[Dataset entries]
========================
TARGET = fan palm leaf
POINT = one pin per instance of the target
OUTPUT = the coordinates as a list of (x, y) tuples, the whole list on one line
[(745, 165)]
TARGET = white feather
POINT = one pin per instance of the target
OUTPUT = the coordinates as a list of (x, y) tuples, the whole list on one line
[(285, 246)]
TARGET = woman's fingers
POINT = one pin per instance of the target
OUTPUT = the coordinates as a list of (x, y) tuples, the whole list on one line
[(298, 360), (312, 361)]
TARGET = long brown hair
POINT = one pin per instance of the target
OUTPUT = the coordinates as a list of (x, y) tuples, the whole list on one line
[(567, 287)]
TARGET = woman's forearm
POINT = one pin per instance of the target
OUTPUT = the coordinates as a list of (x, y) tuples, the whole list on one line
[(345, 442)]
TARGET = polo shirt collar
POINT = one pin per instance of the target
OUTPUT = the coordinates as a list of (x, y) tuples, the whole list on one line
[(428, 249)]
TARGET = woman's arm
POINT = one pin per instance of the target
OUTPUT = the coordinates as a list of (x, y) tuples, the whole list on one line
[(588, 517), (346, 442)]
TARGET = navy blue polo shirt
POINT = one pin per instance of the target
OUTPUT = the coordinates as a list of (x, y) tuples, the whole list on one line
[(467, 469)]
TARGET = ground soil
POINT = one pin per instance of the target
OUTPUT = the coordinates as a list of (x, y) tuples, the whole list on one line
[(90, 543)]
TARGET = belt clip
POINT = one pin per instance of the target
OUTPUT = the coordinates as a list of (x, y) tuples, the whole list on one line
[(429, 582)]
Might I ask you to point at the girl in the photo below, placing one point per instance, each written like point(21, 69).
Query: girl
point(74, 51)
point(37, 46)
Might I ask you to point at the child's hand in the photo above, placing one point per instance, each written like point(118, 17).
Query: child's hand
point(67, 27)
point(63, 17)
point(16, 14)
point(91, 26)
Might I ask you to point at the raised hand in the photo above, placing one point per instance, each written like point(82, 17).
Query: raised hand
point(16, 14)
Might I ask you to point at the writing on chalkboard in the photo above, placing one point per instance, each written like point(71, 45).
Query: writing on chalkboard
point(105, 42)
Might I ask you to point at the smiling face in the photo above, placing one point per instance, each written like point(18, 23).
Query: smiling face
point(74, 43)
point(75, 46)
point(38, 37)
========================
Retype the data exactly as it reads.

Reply:
TARGET = fan palm leaf
POINT = one pin per instance of the target
OUTPUT = the coordinates as a list of (x, y) tuples, the whole list on one line
[(745, 165)]
TARGET = white feather
POINT = one pin per instance of the target
OUTPUT = the coordinates as a list of (x, y) tuples, the whole list on one line
[(285, 246)]
TARGET = woman's fingers
POINT = one pin per instance of the target
OUTPUT = the coordinates as a list of (x, y) tuples, the whole list on one line
[(298, 360), (312, 361)]
TARGET = long brown hair
POINT = one pin per instance of the target
OUTPUT = the coordinates as a list of (x, y) tuples, the whole list on one line
[(567, 287)]
TARGET = woman's forearm
POINT = one pin per instance of the target
OUTPUT = the coordinates as a list of (x, y) tuples, the whole list on one line
[(345, 442)]
TARGET = polo shirt collar
POINT = one pin per instance of the target
OUTPUT = the coordinates as a list of (x, y) tuples, the whole list on one line
[(428, 249)]
TARGET = woman's arm
POINT = one pin per instance of the target
OUTPUT = the coordinates as a list of (x, y) tuples, the whole list on one line
[(588, 517), (346, 442)]
TARGET = navy blue polo shirt
POINT = one pin per instance of the target
OUTPUT = the coordinates as a list of (x, y) tuples, the whole list on one line
[(467, 469)]
TARGET = ground soil
POINT = one pin per instance of the target
OUTPUT = the coordinates as a list of (x, y) tuples, the whole list on one line
[(90, 543)]
TARGET = belt clip
POINT = one pin per instance of the target
OUTPUT = the coordinates as a list of (x, y) tuples, the whole list on one line
[(429, 582)]
Might I ask you to point at the girl in the photo below, placing one point per instance, each written like point(21, 69).
Query: girl
point(74, 51)
point(37, 46)
Might I ask you to point at the child's hand in the photo above, placing one point per instance, each written like point(118, 17).
Query: child's hand
point(67, 27)
point(63, 17)
point(16, 14)
point(91, 26)
Might I ask you to point at the raised hand in the photo above, placing one point per instance, each written like point(82, 17).
Query: raised hand
point(16, 14)
Might I ask you to point at the writing on chalkboard in the photo above, placing one point per instance, each written like point(71, 45).
Query: writing on chalkboard
point(105, 42)
Might I ask you to point at the smiling face in the photo above, placing one point per instance, each written like point(18, 23).
Query: smiling face
point(74, 43)
point(75, 46)
point(38, 37)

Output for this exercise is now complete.